------ SOURCE EXTRACT ------

Empty Base Optimization (EBO): A C++ Slimming Technique
There is a low-profile yet efficient memory optimization that silently saves bytes for you in places you rarely notice—Empty Base Optimization (EBO). When writing libraries, we often use empty classes as "policies, tags, or stateless behavior objects." EBO allows these stateless base classes to be squeezed out of the object layout, saving space and improving locality.
TL;DR
- EBO allows the compiler to omit the storage for empty base class subobjects (i.e., they take up no extra bytes), thereby reducing the size of the derived class.
- Empty member variables cannot be compressed by EBO by default, but C++20 introduced
[[no_unique_address]]to achieve similar compression effects for members. - Do not rely on object address uniqueness to identify empty subobjects—their addresses might be identical (a permitted side effect of this optimization), and assumptions about addresses can lead to bugs.
- In practice: library implementations often use "inheriting from empty policy classes" or "compressed pair" tricks. C++20 makes things cleaner, but understanding traditional EBO is still very useful.
Concepts: Starting with a Real-World Analogy
Imagine a container object with two members: one is a warehouse that actually holds things (like std::vector or a pointer), and the other is an empty "tag"—representing behavior only, with no data. Intuitively, you might allocate space for each member, but the language standard allows the compiler to place the "empty tag" base class subobject in a location that takes up no extra space (for example, reusing the first byte of the derived object). This makes the derived object smaller and more cache-friendly—this is the core of EBO.
The standard imposes the requirement that "the most derived object must have non-zero size" on the most derived object itself, but base class subobjects are not subject to this restriction. The compiler can treat the size of an empty base class subobject as zero (i.e., occupying no extra bytes). This is the legal basis for EBO.

------

EXERCISE TASK:
Please copy the Empty Base Optimization text once more, starting with "- Empty member" and stopping after "lead to bugs.", and swap in "errors" wherever "bugs" appears.

------ ENTRIES SUPPLIED ------

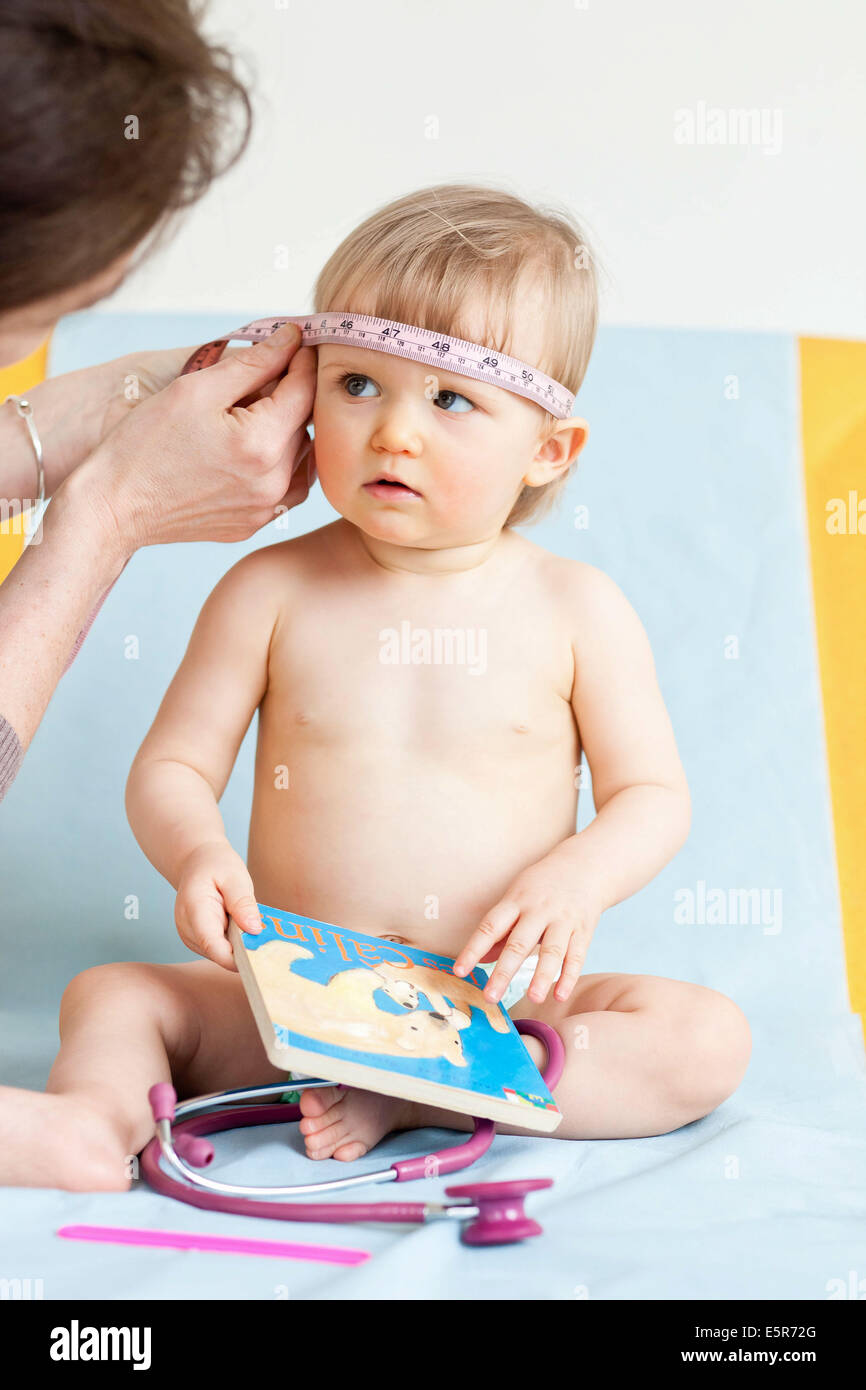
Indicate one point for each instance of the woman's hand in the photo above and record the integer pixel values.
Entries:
(213, 456)
(214, 884)
(542, 905)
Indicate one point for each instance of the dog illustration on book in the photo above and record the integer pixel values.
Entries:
(344, 1011)
(451, 995)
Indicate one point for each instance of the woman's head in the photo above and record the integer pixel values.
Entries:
(113, 116)
(481, 264)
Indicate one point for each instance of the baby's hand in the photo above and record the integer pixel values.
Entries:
(214, 884)
(541, 905)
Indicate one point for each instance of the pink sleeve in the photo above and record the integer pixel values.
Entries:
(11, 752)
(11, 756)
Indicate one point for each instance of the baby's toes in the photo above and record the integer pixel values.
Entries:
(314, 1105)
(349, 1151)
(323, 1143)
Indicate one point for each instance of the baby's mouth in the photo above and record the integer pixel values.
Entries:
(388, 487)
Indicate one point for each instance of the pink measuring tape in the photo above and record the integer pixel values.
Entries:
(423, 345)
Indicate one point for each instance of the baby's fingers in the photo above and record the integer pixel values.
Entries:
(499, 919)
(520, 944)
(241, 901)
(202, 923)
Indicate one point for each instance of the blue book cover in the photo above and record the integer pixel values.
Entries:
(338, 1004)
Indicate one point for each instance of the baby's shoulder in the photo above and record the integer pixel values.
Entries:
(572, 581)
(285, 563)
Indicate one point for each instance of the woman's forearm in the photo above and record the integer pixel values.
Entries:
(47, 598)
(68, 413)
(74, 413)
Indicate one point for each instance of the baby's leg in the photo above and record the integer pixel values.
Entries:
(644, 1055)
(124, 1027)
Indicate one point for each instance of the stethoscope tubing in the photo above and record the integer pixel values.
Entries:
(207, 1115)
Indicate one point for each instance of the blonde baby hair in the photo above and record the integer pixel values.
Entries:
(426, 256)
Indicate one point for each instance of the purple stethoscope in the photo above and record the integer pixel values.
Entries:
(489, 1214)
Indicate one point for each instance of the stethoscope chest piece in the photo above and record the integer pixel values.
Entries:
(501, 1214)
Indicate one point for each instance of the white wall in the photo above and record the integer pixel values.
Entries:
(572, 100)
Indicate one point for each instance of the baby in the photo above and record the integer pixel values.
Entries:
(431, 802)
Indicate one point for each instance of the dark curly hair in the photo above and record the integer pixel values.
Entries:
(114, 114)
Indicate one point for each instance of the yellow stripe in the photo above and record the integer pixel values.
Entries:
(833, 387)
(15, 381)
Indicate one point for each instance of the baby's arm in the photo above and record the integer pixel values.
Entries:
(641, 801)
(181, 769)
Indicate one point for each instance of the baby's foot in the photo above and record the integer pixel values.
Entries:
(346, 1123)
(50, 1140)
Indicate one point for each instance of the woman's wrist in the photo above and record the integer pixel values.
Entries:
(79, 506)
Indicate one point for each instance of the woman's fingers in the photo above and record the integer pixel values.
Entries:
(248, 369)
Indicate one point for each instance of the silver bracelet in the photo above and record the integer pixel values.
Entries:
(34, 526)
(25, 410)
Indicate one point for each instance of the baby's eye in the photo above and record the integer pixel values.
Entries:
(353, 381)
(446, 399)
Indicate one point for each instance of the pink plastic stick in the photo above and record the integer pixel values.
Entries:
(220, 1244)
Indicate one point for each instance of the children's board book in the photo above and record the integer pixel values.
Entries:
(335, 1004)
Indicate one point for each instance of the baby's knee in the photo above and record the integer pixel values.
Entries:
(716, 1044)
(123, 984)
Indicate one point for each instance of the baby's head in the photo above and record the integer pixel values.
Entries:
(480, 264)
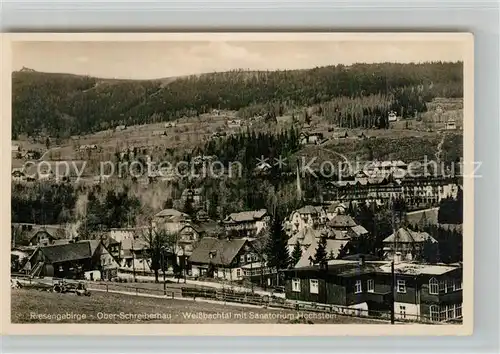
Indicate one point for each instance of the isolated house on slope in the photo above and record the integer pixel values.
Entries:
(307, 216)
(72, 260)
(246, 223)
(224, 259)
(171, 220)
(406, 242)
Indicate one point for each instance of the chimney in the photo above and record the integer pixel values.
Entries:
(397, 257)
(361, 260)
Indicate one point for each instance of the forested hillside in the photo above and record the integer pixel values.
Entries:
(359, 95)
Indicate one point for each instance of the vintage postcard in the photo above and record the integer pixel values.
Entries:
(289, 183)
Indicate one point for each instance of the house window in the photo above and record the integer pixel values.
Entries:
(313, 286)
(357, 287)
(433, 286)
(370, 285)
(442, 286)
(401, 286)
(434, 313)
(402, 311)
(450, 286)
(442, 316)
(450, 313)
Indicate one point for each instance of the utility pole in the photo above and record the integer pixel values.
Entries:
(163, 268)
(392, 292)
(393, 259)
(133, 257)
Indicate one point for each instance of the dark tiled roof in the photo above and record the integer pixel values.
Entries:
(342, 221)
(223, 251)
(246, 216)
(408, 236)
(67, 252)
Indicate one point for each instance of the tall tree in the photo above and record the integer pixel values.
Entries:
(277, 250)
(321, 256)
(296, 254)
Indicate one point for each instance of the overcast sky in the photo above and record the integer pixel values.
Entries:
(148, 60)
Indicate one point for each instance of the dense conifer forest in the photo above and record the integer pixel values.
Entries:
(360, 95)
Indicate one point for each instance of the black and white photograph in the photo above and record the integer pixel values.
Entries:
(224, 179)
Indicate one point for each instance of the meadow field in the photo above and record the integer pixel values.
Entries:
(34, 306)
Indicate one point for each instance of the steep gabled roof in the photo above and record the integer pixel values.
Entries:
(308, 209)
(342, 221)
(331, 246)
(171, 213)
(70, 251)
(223, 251)
(246, 216)
(406, 235)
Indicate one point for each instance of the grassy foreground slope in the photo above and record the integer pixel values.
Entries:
(26, 304)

------

TASK RESULT:
- Empty member variables cannot be compressed by EBO by default, but C++20 introduced
[[no_unique_address]]to achieve similar compression effects for members. - Do not rely on object address uniqueness to identify empty subobjects—their addresses might be identical (a permitted side effect of this optimization), and assumptions about addresses can lead to errors.